◆ Requirement
Write out only the tail of the records, beginning at the line containing "Target: house" and including the last line, exactly as written.

Stored entries:
[Start of section]

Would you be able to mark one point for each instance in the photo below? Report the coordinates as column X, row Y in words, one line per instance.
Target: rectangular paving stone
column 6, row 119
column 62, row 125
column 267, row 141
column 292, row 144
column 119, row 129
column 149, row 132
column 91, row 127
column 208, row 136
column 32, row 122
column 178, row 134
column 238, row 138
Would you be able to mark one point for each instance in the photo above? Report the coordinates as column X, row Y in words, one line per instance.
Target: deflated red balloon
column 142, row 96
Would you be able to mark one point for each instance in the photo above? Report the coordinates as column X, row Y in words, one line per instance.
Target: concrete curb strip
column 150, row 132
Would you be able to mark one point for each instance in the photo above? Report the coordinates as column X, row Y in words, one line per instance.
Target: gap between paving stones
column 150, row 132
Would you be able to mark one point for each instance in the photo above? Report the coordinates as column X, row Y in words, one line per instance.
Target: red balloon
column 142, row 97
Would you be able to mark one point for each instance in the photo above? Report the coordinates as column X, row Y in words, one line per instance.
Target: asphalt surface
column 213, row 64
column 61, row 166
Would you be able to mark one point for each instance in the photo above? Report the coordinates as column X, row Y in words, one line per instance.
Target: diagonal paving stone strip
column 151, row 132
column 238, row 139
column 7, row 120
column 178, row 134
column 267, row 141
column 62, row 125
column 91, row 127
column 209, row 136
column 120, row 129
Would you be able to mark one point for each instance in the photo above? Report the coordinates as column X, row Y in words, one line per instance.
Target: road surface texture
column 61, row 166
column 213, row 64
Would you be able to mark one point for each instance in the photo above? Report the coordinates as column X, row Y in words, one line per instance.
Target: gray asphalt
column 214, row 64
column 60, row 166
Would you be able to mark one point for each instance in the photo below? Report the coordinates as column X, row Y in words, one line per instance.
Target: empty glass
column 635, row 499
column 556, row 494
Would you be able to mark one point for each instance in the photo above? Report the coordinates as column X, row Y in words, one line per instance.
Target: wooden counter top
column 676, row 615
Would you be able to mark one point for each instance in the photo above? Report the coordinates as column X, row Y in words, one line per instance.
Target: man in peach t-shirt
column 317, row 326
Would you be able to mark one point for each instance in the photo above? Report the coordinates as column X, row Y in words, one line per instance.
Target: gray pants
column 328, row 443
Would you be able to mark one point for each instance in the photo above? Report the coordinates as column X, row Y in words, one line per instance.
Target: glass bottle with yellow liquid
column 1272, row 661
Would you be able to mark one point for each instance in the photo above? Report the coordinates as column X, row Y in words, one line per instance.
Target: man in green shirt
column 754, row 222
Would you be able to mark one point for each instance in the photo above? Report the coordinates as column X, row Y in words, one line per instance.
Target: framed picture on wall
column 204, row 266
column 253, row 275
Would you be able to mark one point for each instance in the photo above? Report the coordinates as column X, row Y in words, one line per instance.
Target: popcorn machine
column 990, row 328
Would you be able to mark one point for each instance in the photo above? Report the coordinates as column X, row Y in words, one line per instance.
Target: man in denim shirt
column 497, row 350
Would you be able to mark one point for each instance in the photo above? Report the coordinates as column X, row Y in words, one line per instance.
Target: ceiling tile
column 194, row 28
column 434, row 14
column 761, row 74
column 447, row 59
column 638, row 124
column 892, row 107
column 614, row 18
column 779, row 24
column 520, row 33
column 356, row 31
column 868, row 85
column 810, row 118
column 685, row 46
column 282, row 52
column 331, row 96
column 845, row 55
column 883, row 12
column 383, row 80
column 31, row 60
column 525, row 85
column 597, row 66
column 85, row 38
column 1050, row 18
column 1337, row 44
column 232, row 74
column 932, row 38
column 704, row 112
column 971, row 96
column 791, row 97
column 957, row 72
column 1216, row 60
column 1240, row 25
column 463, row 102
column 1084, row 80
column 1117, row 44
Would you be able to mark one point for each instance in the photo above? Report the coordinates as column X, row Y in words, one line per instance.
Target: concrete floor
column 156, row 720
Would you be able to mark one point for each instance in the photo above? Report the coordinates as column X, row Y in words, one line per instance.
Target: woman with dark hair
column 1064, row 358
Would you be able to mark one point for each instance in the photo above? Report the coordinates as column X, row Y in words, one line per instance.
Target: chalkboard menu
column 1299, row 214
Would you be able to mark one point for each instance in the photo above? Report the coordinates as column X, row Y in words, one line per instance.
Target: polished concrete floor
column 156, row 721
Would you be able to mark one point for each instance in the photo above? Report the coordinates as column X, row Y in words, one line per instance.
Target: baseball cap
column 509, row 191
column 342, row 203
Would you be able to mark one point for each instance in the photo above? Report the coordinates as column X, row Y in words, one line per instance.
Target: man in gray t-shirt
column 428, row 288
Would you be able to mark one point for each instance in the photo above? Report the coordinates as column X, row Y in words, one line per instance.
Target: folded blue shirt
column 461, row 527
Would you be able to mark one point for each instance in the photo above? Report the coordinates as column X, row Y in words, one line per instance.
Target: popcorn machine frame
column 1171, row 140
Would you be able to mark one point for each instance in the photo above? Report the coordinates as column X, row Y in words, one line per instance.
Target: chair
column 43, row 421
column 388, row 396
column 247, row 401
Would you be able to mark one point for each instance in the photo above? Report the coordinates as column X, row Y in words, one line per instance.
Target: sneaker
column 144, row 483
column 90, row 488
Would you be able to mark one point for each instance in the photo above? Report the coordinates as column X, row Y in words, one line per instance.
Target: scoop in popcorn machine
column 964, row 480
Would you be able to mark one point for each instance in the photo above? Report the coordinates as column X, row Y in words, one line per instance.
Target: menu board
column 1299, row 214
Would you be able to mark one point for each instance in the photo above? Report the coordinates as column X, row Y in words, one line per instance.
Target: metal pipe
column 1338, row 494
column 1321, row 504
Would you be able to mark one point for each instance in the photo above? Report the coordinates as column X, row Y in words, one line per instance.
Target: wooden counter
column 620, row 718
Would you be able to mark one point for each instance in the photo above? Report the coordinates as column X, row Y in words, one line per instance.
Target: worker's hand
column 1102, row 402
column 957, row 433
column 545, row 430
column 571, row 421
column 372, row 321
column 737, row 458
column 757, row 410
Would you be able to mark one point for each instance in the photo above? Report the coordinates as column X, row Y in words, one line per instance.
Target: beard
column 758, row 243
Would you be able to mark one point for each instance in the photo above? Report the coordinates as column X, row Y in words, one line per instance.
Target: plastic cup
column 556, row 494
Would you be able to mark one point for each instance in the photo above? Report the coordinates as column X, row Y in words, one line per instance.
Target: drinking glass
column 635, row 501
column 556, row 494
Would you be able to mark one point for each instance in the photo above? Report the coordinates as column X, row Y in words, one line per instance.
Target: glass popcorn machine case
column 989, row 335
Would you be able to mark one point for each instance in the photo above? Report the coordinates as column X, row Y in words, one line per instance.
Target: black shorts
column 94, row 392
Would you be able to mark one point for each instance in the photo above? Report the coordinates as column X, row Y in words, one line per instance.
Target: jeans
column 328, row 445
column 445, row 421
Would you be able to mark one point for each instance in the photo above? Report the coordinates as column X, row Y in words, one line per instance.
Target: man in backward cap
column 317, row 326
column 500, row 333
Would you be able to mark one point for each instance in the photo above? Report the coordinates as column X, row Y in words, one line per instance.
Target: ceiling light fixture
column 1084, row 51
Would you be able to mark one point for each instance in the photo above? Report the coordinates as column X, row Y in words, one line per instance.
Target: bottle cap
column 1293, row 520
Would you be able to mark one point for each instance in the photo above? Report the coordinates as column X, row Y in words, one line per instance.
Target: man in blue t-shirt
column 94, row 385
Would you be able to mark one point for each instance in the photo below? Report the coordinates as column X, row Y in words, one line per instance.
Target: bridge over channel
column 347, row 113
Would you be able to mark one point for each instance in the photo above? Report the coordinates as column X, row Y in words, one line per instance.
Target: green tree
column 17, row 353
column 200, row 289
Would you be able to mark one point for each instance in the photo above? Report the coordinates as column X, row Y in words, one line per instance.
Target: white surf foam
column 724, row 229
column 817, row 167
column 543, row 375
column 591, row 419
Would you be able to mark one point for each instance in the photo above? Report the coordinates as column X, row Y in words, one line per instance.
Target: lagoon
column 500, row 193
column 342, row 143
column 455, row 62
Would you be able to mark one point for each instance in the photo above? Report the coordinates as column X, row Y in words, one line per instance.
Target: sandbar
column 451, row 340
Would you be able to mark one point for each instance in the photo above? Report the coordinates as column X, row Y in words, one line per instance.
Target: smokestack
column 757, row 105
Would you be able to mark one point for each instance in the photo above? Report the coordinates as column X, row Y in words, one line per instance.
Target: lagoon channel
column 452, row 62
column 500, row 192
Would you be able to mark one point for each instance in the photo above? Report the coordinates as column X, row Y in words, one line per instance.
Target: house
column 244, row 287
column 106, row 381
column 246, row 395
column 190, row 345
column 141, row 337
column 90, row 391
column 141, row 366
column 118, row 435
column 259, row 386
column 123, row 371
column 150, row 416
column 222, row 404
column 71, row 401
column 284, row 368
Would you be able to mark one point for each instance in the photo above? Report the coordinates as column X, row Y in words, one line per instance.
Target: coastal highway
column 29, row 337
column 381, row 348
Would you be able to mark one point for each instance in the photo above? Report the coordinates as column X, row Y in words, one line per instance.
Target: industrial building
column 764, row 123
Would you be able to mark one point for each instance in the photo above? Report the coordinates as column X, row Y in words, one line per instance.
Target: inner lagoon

[End of section]

◆ Problem solution
Target: house
column 244, row 287
column 106, row 381
column 246, row 395
column 190, row 345
column 141, row 337
column 90, row 391
column 141, row 366
column 118, row 435
column 259, row 386
column 123, row 371
column 150, row 416
column 222, row 404
column 71, row 401
column 284, row 368
Would you be able to mark one point for each instance in the photo above? Report the coordinates as column X, row Y in words, one line per instance.
Target: coastal highway
column 29, row 337
column 381, row 348
Would you be able to mark one point for each instance in the photo above? Report the coordinates as column X, row Y in words, one line per instance.
Target: industrial building
column 764, row 123
Would you be able to mark one point for each instance in the photo above? Report the coordinates as column X, row Y in words, one line per instance.
Target: inner lagoon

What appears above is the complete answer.